WHAT IS REQUIRED:
Give only the number of lines in the material below that contain the word "table".

Collected data entries:
▶

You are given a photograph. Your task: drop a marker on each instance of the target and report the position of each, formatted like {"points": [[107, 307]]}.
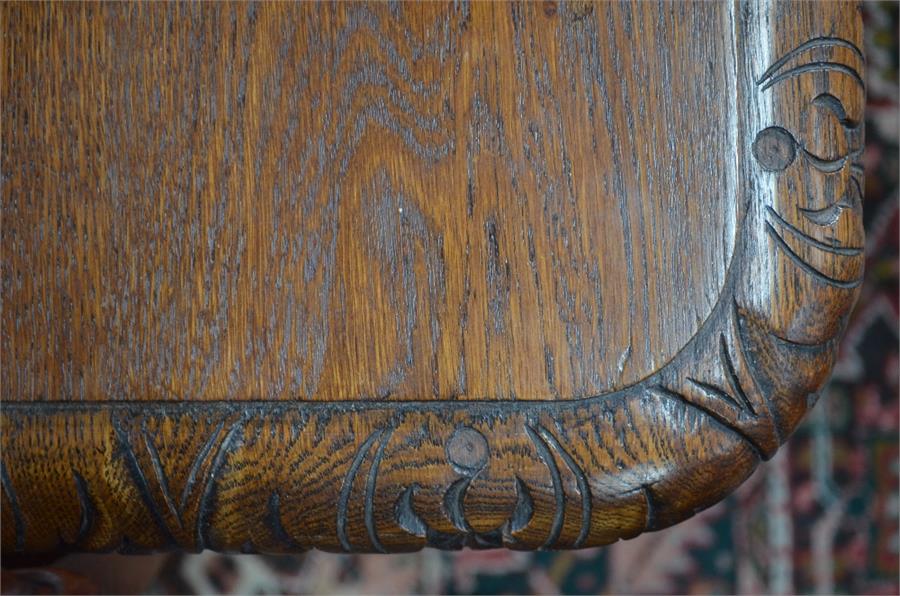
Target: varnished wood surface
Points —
{"points": [[376, 277]]}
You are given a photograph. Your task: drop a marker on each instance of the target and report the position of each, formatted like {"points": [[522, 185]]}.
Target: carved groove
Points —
{"points": [[547, 456], [724, 422], [733, 379], [161, 478], [195, 467], [14, 504], [205, 506], [797, 260], [816, 67], [734, 353], [580, 479], [816, 42], [88, 514], [274, 521], [370, 491], [347, 487], [802, 237], [140, 481]]}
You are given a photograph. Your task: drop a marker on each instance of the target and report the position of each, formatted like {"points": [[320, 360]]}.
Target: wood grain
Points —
{"points": [[378, 277]]}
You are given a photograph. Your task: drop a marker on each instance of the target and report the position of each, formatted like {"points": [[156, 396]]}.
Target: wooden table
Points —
{"points": [[378, 277]]}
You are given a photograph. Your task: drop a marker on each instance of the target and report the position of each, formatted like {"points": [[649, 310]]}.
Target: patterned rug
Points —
{"points": [[821, 517]]}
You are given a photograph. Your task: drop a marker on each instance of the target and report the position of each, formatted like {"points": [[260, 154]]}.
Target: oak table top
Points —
{"points": [[377, 277]]}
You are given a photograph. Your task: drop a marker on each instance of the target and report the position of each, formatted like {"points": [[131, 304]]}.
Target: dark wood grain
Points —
{"points": [[378, 277]]}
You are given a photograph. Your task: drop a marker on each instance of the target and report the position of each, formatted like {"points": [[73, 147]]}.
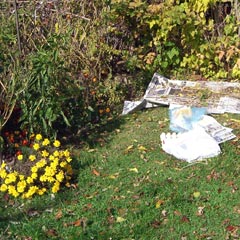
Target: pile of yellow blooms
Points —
{"points": [[49, 169]]}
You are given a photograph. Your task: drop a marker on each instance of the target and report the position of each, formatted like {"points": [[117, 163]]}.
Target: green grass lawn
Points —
{"points": [[126, 187]]}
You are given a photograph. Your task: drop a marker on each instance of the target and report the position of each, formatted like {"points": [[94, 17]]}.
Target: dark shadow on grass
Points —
{"points": [[94, 135]]}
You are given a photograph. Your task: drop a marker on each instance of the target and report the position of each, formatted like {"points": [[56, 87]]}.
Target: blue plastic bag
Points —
{"points": [[182, 118]]}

◀

EXPECTED OUTPUT:
2